(GIVEN EXERCISE 1):
Answer these questions from the article on memorizing scripture, using one line for each answer and marking each one like its question.
(a) Why must you be convinced that memorizing scripture is important?
(b) What Greek word is translated 'train' in the passage from 1 Timothy?
(c) Which two English words come from that Greek word?
(GIVEN EXERCISE 2): Continue the article on memorizing scripture, picking up after its final sentence.

***** READING TEXT *****

How to Memorize Scripture

The Meaning of Christian Discipleship

by Stephen Simpson

Why memorize scripture? If you are going to be successful at memorizing scripture, you must be convinced that it is important to do so, because it will take a lot of your time. You may wish to read my brief article called Why memorize scripture? In this article, I discuss why the Bible is so important in the life of a believer and what benefits can be gained from a detailed knowledge of the word of God. Since the Bible is our only source of knowledge about our Lord, we must make it a priority to read it, study it, memorize it and meditate on it as much as we are able. Let's talk about discipleship We all admire our Olympic athletes who train themselves endlessly in the hope of the glory of Olympic gold. You also know about the long hours of routine training, the sweat, the dedication, the personal sacrifice to attain their goal. As we will see, this can be used as an analogy to our life in Christ. As part of his instruction to Timothy, Paul writes a series of instructions to him as to how he should conduct his life and spend his time. Paul writes.

Have nothing to do with godless myths and old wives' tales; rather, train yourself to be godly. For physical training is of some value, but godliness has value for all things, holding promise for both the present life and the life to come.

1 Timothy 4:7-8


The greek word translated 'train' (gumnazo) is the from word which we get the English words 'gymnasium' and 'gymnastics'. Paul is instructing Timothy to train himself to be godly, to exercise and to practice until the goal is reached. Timothy knows the value of physical training, but the value of godliness is greater. Paul says 'train yourself'. This is a command to everyone who would want to serve God. There are rules to follow if you want to be successful. This is something that Timothy must do himself. His godliness is his own responsibility. This idea of personal responsibility for spiritual growth is stated again in 2 Peter.

His divine power has given us everything we need for life and godliness through our knowledge of him who called us by his own glory and goodness. Through these he has given us his very great and precious promises, so that through them you may participate in the divine nature and escape the corruption in the world caused by evil desires. For this very reason, make every effort to add to your faith goodness; and to goodness, knowledge; and to knowledge, self-control; and to self-control, perseverance; and to perseverance, godliness; and to godliness, brotherly kindness; and to brotherly kindness, love. For if you possess these qualities in increasing measure, they will keep you from being ineffective and unproductive in your knowledge of our Lord Jesus Christ. But if anyone does not have them, he is short-sighted and blind, and has forgotten that he has been cleansed from his past sins. Therefore, my brothers, be all the more eager to make your calling and election sure. For if you do these things, you will never fall, and you will receive a rich welcome into the eternal kingdom of our Lord and Saviour Jesus Christ.

***** GIVEN INFORMATION *****

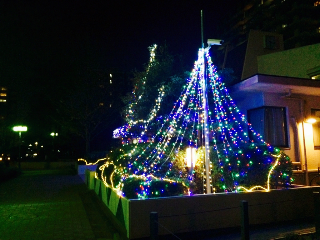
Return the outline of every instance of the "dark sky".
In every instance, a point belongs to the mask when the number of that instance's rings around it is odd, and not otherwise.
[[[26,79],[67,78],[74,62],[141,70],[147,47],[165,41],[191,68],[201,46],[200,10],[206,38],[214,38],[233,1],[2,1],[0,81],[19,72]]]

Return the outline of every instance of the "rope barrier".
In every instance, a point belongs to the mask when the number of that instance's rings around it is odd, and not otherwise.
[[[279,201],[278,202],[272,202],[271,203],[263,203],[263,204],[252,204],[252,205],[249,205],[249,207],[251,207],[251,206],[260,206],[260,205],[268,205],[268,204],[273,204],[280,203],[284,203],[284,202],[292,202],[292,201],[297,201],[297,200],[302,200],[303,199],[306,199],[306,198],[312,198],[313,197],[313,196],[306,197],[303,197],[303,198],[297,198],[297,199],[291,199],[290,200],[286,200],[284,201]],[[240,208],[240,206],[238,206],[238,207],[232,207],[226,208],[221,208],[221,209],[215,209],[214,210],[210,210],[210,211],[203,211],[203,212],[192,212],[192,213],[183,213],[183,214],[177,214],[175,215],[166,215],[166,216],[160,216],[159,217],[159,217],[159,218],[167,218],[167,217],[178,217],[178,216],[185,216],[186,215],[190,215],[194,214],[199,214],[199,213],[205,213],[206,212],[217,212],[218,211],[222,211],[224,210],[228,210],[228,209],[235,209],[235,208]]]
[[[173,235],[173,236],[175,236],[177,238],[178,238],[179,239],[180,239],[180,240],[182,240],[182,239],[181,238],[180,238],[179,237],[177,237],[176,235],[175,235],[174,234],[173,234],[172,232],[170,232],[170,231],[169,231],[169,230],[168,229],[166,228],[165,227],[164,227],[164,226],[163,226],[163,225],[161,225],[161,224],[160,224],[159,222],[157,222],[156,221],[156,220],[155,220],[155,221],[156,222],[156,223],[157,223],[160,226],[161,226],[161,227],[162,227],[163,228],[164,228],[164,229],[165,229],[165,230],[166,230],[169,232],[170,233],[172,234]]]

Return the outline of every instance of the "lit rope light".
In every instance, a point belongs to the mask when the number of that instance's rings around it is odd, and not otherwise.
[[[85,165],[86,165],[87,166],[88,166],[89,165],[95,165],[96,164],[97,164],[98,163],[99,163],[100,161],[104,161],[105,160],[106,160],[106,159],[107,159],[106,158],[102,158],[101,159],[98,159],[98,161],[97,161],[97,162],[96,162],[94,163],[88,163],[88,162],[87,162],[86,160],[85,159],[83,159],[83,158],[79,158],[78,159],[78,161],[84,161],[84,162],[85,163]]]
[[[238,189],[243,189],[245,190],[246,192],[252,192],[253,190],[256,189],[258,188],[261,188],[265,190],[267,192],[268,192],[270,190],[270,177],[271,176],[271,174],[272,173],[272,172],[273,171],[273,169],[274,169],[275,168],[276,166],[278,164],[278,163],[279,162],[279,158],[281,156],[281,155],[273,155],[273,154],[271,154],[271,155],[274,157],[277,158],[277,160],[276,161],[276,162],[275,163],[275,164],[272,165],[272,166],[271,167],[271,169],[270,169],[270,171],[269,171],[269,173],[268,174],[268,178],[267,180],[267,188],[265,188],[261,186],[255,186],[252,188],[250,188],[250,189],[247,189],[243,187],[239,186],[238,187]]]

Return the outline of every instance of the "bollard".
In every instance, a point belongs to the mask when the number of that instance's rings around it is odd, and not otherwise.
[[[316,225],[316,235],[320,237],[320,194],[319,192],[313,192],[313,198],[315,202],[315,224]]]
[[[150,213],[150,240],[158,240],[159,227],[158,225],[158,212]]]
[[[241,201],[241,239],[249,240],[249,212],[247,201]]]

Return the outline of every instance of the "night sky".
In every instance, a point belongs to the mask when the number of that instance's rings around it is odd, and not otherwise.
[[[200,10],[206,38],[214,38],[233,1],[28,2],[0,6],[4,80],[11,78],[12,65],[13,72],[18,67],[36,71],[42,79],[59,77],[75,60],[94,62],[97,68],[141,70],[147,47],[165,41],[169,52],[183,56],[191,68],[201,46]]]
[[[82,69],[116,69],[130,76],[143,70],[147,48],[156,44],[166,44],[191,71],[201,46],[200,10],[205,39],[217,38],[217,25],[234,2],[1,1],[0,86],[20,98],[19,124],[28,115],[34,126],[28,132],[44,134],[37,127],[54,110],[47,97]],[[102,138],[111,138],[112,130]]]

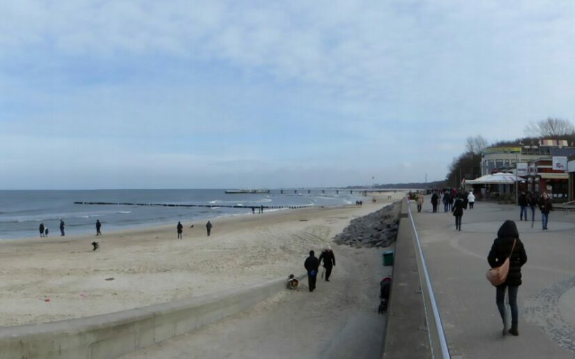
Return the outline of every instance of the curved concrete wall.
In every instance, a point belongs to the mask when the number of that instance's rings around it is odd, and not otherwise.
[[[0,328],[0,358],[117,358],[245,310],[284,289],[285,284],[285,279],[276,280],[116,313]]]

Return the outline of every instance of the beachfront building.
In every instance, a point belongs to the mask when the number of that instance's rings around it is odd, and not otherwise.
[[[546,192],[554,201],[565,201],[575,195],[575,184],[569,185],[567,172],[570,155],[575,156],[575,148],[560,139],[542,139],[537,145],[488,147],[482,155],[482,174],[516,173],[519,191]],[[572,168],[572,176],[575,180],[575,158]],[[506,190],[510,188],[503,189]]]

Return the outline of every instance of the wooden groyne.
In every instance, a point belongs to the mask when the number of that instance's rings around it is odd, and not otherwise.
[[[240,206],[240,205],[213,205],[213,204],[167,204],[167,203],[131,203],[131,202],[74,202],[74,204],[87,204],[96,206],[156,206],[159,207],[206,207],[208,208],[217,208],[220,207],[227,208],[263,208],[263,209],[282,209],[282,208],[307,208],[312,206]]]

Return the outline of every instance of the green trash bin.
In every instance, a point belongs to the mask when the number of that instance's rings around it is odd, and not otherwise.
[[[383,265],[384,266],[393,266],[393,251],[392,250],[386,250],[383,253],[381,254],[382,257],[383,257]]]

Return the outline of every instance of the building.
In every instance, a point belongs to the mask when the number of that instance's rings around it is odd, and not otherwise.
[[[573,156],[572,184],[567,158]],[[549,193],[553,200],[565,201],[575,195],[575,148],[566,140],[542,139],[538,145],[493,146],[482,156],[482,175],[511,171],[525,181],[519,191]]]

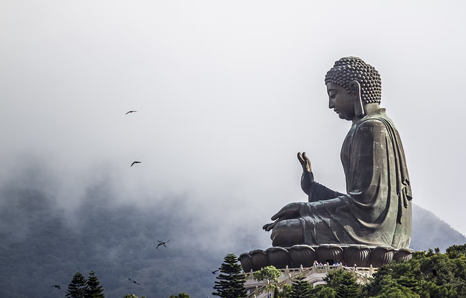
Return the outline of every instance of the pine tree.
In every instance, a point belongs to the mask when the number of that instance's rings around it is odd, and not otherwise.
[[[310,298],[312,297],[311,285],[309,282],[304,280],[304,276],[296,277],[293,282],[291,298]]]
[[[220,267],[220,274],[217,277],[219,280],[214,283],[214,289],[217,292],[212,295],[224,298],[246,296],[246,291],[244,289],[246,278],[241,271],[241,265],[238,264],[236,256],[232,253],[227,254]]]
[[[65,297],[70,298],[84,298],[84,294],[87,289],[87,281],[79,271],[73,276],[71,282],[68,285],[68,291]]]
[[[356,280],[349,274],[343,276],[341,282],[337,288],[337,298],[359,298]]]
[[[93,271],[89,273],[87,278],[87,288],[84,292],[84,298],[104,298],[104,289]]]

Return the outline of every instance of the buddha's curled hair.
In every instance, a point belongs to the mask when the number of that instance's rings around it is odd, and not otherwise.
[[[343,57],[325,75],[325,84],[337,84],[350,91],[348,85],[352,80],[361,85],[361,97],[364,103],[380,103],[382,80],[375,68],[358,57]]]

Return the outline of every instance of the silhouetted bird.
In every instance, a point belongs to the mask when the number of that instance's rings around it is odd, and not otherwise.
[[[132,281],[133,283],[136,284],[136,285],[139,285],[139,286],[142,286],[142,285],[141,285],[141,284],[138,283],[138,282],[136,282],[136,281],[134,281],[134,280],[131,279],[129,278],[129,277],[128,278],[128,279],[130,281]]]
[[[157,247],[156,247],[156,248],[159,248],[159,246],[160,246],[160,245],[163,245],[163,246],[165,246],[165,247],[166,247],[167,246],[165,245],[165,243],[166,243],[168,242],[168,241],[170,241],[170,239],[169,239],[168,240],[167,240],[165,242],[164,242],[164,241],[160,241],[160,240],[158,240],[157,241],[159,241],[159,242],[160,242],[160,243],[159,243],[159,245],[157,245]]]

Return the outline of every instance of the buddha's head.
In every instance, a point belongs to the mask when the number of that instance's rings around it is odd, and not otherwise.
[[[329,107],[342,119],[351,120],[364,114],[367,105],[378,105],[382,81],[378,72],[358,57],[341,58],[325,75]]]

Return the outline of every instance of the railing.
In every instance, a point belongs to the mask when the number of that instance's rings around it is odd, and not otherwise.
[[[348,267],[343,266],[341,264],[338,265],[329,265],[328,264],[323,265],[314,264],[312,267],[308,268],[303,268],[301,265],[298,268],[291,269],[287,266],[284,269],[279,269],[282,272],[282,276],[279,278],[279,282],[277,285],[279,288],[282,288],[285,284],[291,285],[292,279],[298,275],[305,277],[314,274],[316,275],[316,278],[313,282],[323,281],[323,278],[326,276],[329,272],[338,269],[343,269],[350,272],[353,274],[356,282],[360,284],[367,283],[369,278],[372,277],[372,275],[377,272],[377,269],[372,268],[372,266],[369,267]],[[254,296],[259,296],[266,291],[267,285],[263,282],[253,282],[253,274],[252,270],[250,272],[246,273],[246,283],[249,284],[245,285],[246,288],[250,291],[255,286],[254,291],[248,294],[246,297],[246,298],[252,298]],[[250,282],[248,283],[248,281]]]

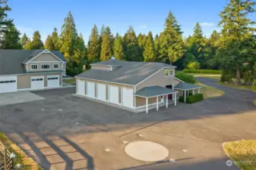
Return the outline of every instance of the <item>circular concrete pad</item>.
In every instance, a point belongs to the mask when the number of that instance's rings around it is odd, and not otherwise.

*****

(REPLY 1):
(a) It will take a lot of your time.
(b) Gumnazo.
(c) 'Gymnasium' and 'gymnastics'.

(REPLY 2):
2 Peter 1:3-11


This is a beautiful passage of scripture. The first half tells us that we have been supplied with all the resources that we need to become godly. These resources are all made available to us through our knowledge of the Lord Jesus Christ. This knowledge is contained in his word, the Bible. This fact must compel us to dig deeply into his word, so that we can have these resources for ourselves. The second half of the passage says that since we have these resources which will save us, we should 'make every effort' to grow in godliness. If 'make every effort' is not clear enough, Liddell & Scott Greek Lexicon adds these ideas to the verb used by Peter. (zeal, earnestness, seriousness, an object of attention, a serious engagement, urgently, with great exertion). Understand? God has supplied everything we need through Christ and the word, but it is up to us to put it into action. Paul also uses the idea of the games to describe what goals a Christian should have:

Do you not know that in a race all the runners run, but only one gets the prize? Run in such a way as to get the prize. Everyone who competes in the games goes into strict training. They do it to get a crown that will not last; but we do it to get a crown that will last for ever. Therefore I do not run like a man running aimlessly; I do not fight like a man beating the air. No, I beat my body and make it my slave so that after I have preached to others, I myself will not be disqualified for the prize.

1 Cor 9:24-27


The NIV says "goes into strict training", but the literal meaning of this Greek verb is to "exercise self-control". Everyone who competes in the games must exercise self-control if he is to have any chance of winning. The Good News Bible says 'every athlete in training submits to strict discipline'. Further study of the word brings out the idea of forcing oneself to do a thing or starving oneself. A self-controlled man, then, is one who voluntarily drags himself in a direction contrary to the common nature of a man, in order to achieve something that the un-controlled man would never achieve. Both may have a desire to achieve something good, but only the man with self-control will be able to be able to achieve it because he is able to use his time and resources to his advantage. The man without self-control is like the would-be jogger described earlier. He goes from day-to-day only wishing he could be different.

Paul tells us that the glory given an Olympic athlete is temporary, but the value of spiritual training lasts forever. Considering this, he does not 'run' or 'fight' without a purpose or goal. He has committed himself to the life of strict discipline so that he himself can be sure to gain the crown of which he speaks.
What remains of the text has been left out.